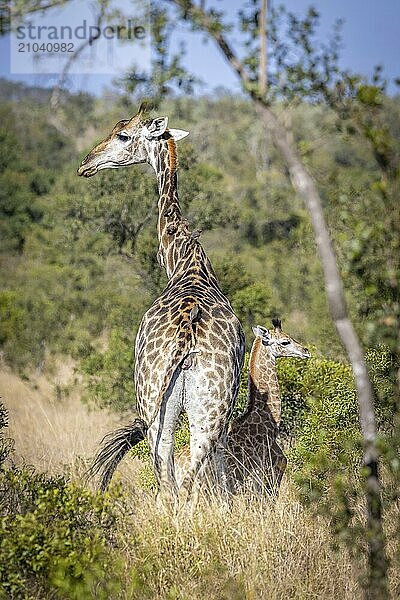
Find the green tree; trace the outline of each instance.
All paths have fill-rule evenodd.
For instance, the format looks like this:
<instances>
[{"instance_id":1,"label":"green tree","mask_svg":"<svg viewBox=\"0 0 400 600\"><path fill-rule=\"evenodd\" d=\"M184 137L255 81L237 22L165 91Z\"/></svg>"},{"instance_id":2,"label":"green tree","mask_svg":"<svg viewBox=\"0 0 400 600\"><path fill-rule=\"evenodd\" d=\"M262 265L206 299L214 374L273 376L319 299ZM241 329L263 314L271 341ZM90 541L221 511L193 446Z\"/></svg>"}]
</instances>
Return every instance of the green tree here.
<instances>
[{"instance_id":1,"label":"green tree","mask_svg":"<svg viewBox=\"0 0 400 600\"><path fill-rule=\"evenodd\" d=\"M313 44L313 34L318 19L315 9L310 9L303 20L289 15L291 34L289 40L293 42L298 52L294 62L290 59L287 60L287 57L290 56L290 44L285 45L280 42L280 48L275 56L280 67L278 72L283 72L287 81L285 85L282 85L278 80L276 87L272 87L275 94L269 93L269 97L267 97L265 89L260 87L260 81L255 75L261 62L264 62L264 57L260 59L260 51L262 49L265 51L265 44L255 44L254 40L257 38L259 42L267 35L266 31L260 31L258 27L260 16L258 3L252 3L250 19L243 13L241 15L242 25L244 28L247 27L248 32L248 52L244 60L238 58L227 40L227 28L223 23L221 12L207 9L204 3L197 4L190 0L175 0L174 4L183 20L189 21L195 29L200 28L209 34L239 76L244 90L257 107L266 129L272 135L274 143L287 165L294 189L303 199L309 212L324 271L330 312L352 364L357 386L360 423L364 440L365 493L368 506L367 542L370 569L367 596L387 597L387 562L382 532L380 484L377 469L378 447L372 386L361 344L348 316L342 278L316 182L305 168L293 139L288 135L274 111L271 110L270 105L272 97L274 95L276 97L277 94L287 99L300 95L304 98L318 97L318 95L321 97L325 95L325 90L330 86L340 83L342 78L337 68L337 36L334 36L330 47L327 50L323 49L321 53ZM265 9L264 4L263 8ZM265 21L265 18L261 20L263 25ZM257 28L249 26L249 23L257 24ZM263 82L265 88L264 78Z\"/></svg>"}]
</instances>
****
» REQUIREMENT: Output each record above exactly as written. Skip any pictures.

» EXPECTED ANSWER:
Find the green tree; trace the outline of each instance.
All paths have fill-rule evenodd.
For instance, the format looks like this:
<instances>
[{"instance_id":1,"label":"green tree","mask_svg":"<svg viewBox=\"0 0 400 600\"><path fill-rule=\"evenodd\" d=\"M184 137L255 81L237 22L165 91Z\"/></svg>"},{"instance_id":2,"label":"green tree","mask_svg":"<svg viewBox=\"0 0 400 600\"><path fill-rule=\"evenodd\" d=\"M262 265L206 299L214 374L273 376L319 299ZM241 329L263 314L271 341ZM90 541L221 511L193 446Z\"/></svg>"}]
</instances>
Return every instance of the green tree here.
<instances>
[{"instance_id":1,"label":"green tree","mask_svg":"<svg viewBox=\"0 0 400 600\"><path fill-rule=\"evenodd\" d=\"M313 44L313 34L318 19L315 9L310 9L303 20L289 15L291 34L289 40L293 42L298 52L294 62L290 59L287 60L287 57L290 56L290 44L285 45L280 42L280 48L275 56L280 67L278 72L283 72L287 81L285 85L282 85L278 80L276 87L272 87L275 94L269 93L269 97L267 97L265 89L260 87L260 81L255 75L261 62L264 62L264 57L260 59L260 51L262 49L265 51L265 44L255 44L254 40L257 38L259 42L267 35L266 31L260 31L258 27L260 16L258 3L252 3L250 19L243 13L241 15L242 25L244 28L247 27L248 32L248 52L244 60L238 58L227 40L227 28L223 23L221 12L207 9L204 3L197 4L190 0L175 0L174 4L183 20L189 21L195 29L200 28L209 34L239 76L244 90L257 107L266 129L272 135L274 143L287 165L294 189L303 199L309 212L324 271L330 312L352 364L357 386L360 423L364 440L365 493L368 506L367 542L370 569L367 596L387 597L387 562L382 532L380 484L377 469L378 447L372 386L361 344L348 316L342 278L316 182L305 168L293 139L288 135L274 111L271 110L270 105L272 97L274 95L276 97L277 94L287 99L300 95L304 98L318 97L318 95L321 97L325 95L325 90L330 86L340 83L342 78L337 68L337 36L334 36L330 47L327 50L323 49L321 53ZM265 9L264 4L263 8ZM265 21L265 18L261 20L263 25ZM257 28L249 26L249 23L257 24ZM263 82L265 88L264 78Z\"/></svg>"}]
</instances>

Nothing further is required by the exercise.